--- Start of Supplied material ---

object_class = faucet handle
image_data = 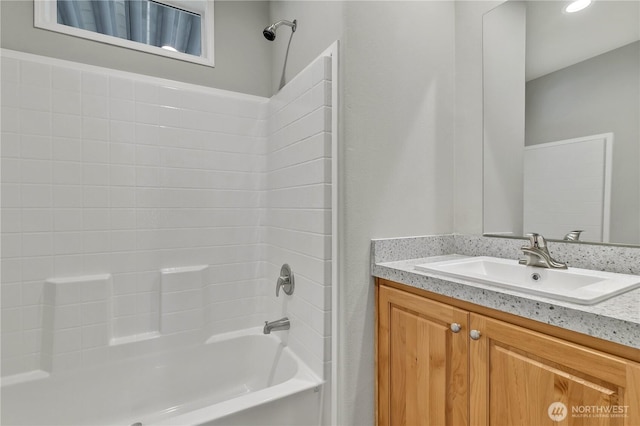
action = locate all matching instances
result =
[527,232,547,248]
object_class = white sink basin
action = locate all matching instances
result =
[415,256,640,305]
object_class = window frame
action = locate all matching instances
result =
[33,0,215,67]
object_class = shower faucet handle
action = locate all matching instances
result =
[276,263,295,297]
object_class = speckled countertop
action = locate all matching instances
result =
[371,235,640,349]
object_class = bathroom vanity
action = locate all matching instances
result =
[372,236,640,425]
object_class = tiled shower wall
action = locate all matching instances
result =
[265,57,332,378]
[0,51,330,376]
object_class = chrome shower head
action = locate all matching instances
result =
[262,19,298,41]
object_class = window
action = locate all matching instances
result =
[35,0,213,66]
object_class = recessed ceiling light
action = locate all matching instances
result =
[564,0,591,13]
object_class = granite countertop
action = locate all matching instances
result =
[371,235,640,349]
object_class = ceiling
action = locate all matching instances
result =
[525,0,640,81]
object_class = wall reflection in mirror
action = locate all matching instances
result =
[483,0,640,245]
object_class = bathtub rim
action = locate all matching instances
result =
[145,327,325,426]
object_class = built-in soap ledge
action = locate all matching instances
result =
[109,331,161,346]
[40,265,208,373]
[41,274,112,372]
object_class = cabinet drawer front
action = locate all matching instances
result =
[377,286,468,426]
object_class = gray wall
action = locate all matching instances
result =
[0,0,271,96]
[526,42,640,244]
[269,1,345,93]
[483,2,526,233]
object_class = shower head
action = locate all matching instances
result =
[262,19,298,41]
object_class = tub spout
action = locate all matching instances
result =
[262,317,291,334]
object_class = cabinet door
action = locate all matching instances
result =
[469,314,640,426]
[377,286,468,426]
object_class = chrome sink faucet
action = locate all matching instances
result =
[518,233,567,269]
[262,317,291,334]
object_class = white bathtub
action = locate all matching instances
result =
[1,329,322,426]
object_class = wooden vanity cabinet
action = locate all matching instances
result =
[377,284,640,426]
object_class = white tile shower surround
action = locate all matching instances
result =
[0,50,331,376]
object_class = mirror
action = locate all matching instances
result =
[483,0,640,245]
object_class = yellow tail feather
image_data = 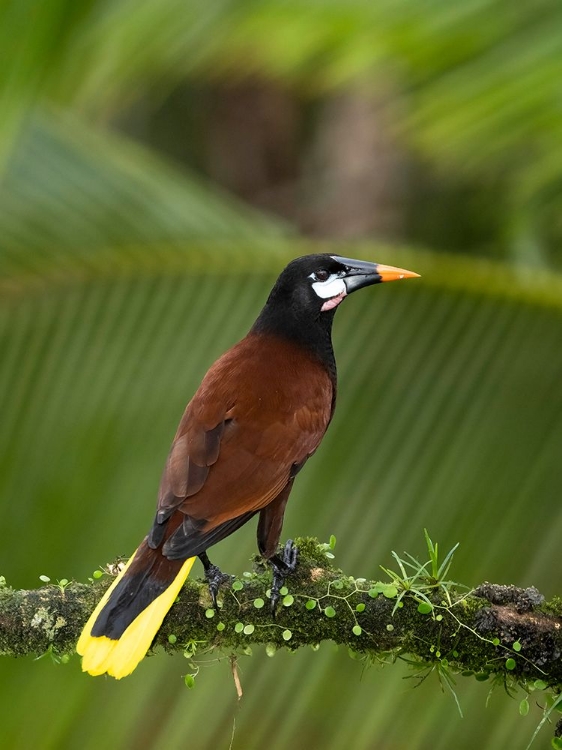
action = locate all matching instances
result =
[76,552,195,680]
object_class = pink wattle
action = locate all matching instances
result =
[320,291,346,312]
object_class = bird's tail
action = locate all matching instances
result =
[76,540,195,680]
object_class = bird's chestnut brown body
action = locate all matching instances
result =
[77,254,417,678]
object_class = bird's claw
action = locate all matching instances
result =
[269,539,299,617]
[205,565,233,609]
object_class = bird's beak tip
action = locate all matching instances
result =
[376,263,420,281]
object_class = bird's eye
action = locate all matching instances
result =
[314,268,330,281]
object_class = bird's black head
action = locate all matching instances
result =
[252,253,418,364]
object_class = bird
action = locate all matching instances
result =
[77,253,419,679]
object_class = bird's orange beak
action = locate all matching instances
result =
[375,263,419,281]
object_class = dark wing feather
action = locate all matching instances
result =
[148,334,334,559]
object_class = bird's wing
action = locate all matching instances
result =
[149,337,333,555]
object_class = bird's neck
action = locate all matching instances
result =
[251,305,337,385]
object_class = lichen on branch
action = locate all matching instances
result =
[0,537,562,694]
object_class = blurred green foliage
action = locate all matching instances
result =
[0,0,562,750]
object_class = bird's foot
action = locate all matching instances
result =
[199,552,233,609]
[269,539,299,616]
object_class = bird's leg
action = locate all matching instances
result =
[269,539,299,615]
[199,552,232,609]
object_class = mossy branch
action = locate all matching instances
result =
[0,539,562,693]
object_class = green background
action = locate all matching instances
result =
[0,0,562,750]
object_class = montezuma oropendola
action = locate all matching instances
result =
[77,254,418,679]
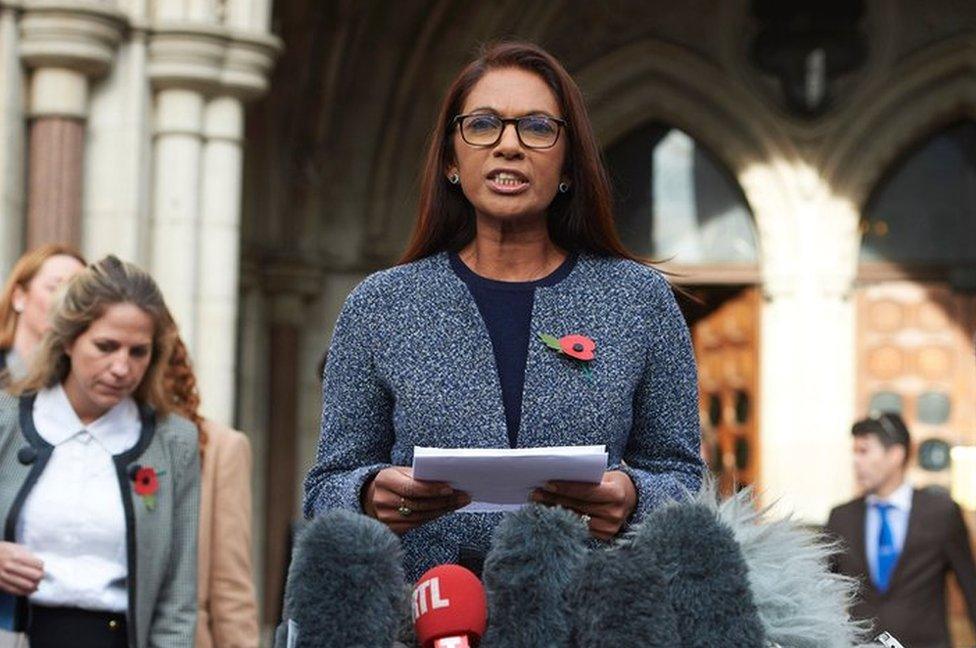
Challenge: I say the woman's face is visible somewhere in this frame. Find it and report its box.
[13,254,85,338]
[64,303,155,417]
[446,68,567,221]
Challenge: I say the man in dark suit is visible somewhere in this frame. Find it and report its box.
[827,414,976,648]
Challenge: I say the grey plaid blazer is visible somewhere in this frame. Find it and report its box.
[0,392,200,648]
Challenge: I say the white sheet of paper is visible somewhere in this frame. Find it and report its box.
[413,446,607,513]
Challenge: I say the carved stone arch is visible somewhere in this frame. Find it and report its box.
[823,36,976,213]
[576,40,799,278]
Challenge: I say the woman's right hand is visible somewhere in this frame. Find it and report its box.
[0,542,44,596]
[363,466,471,534]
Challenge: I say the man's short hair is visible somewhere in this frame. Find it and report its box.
[851,412,912,461]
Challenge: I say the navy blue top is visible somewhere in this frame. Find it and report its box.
[451,253,576,448]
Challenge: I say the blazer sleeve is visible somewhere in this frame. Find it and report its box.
[946,502,976,627]
[148,444,200,648]
[209,431,258,648]
[621,275,704,522]
[303,286,394,518]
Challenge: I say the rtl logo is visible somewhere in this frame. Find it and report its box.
[413,576,460,620]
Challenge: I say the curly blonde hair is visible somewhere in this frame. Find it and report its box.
[163,336,207,454]
[10,256,176,415]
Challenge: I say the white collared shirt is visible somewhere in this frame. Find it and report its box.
[17,385,141,612]
[864,481,915,582]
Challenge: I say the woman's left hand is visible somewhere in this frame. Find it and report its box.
[532,470,637,540]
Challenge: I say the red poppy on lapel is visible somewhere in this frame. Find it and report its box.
[559,335,596,362]
[132,466,166,511]
[539,333,596,380]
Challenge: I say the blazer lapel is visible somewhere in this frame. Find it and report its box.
[851,497,877,592]
[888,490,922,591]
[432,253,509,448]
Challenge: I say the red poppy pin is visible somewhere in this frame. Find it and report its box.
[132,466,166,511]
[539,333,596,378]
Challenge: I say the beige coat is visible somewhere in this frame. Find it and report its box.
[196,421,258,648]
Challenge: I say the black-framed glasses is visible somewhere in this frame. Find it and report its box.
[451,113,566,149]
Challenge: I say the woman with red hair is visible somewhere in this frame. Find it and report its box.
[0,244,85,378]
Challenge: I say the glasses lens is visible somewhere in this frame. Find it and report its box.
[518,115,559,148]
[461,115,502,146]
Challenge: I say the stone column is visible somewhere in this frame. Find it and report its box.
[149,27,227,350]
[262,293,304,623]
[195,34,280,423]
[20,0,125,247]
[0,2,24,276]
[255,262,322,623]
[761,193,857,523]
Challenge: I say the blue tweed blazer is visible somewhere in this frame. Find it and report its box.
[304,253,703,580]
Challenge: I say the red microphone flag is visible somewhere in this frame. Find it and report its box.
[412,565,488,648]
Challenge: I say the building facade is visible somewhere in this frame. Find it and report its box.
[0,0,976,636]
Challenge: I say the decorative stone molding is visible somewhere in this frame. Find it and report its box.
[220,32,282,100]
[20,0,126,76]
[259,261,323,299]
[149,23,282,100]
[148,23,229,93]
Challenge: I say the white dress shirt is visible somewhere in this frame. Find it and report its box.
[17,385,141,612]
[864,481,915,582]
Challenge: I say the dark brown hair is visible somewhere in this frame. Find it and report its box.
[851,412,912,463]
[400,42,639,263]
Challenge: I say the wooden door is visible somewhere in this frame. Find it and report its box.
[692,287,761,494]
[856,281,976,488]
[857,281,976,647]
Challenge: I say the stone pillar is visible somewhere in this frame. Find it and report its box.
[195,34,280,423]
[149,27,227,350]
[0,2,24,276]
[760,192,857,523]
[263,293,304,623]
[20,0,125,247]
[81,25,152,268]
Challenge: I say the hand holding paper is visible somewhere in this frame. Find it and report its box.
[413,446,607,512]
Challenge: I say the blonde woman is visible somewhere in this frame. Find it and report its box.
[165,339,258,648]
[0,256,200,648]
[0,244,85,379]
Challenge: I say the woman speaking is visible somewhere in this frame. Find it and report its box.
[305,43,703,579]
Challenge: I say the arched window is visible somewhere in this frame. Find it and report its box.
[861,122,976,278]
[605,123,758,265]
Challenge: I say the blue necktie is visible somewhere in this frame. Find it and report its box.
[874,502,899,594]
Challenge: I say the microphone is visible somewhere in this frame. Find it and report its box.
[622,503,766,648]
[412,565,488,648]
[484,504,588,648]
[567,528,680,648]
[278,510,409,648]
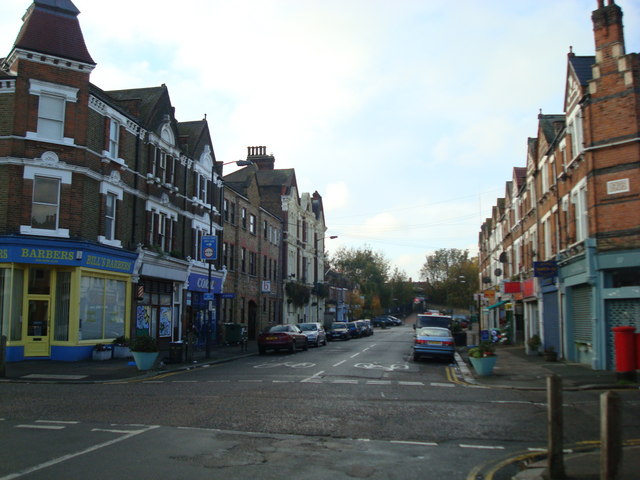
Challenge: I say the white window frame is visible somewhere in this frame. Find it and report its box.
[20,165,72,238]
[571,180,589,243]
[26,79,79,145]
[98,182,124,248]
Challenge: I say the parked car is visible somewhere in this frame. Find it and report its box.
[346,322,361,338]
[353,320,369,337]
[298,322,327,347]
[413,327,455,362]
[258,325,309,355]
[327,322,351,340]
[362,318,373,336]
[371,315,393,328]
[413,313,451,329]
[451,313,469,328]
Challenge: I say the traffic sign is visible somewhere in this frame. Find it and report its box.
[201,235,218,260]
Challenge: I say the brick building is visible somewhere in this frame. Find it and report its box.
[0,0,225,361]
[479,0,640,369]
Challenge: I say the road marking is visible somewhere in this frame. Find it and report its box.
[16,425,67,430]
[301,370,324,383]
[460,443,504,450]
[36,420,80,425]
[0,425,160,480]
[389,440,438,447]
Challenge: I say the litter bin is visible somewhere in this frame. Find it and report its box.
[169,342,184,363]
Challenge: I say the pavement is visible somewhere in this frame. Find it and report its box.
[0,330,640,480]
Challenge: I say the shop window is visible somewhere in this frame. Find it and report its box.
[78,276,126,340]
[53,272,71,342]
[31,175,60,230]
[604,267,640,288]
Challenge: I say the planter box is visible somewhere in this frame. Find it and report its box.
[131,352,160,370]
[91,350,112,360]
[469,355,498,377]
[113,345,131,358]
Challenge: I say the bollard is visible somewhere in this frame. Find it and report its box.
[0,335,7,377]
[600,392,622,480]
[613,327,637,381]
[545,375,566,480]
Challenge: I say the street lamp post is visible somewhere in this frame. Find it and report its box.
[205,159,253,358]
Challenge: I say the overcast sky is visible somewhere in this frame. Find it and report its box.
[0,0,640,280]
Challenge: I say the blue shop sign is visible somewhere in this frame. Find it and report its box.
[189,273,222,293]
[0,239,138,274]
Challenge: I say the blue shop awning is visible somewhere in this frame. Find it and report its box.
[487,300,508,310]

--- End of Supplied material ---

Exactly and only the lines from the line containing "Challenge: I say the bollard" through the last line of the entries should be copied, both ends included.

Challenge: I say the bollard is visible somewhere in this frame. Find it and report its box.
[0,335,7,377]
[600,392,622,480]
[613,327,637,381]
[545,375,566,480]
Challenge: I say the street lamp post is visible somewhere in this frame. Find it and report its box.
[205,159,253,358]
Challenge: I say the overcast sky is visible somewhere in this frame. Find it and report its box.
[0,0,640,280]
Challenge: I say the blue shop sign is visible somewhere in this frame. Find it and report its box.
[189,273,222,293]
[0,239,138,274]
Challenge: I say the blue shop awning is visible somewhere in this frame. Find it and report its box.
[487,300,508,310]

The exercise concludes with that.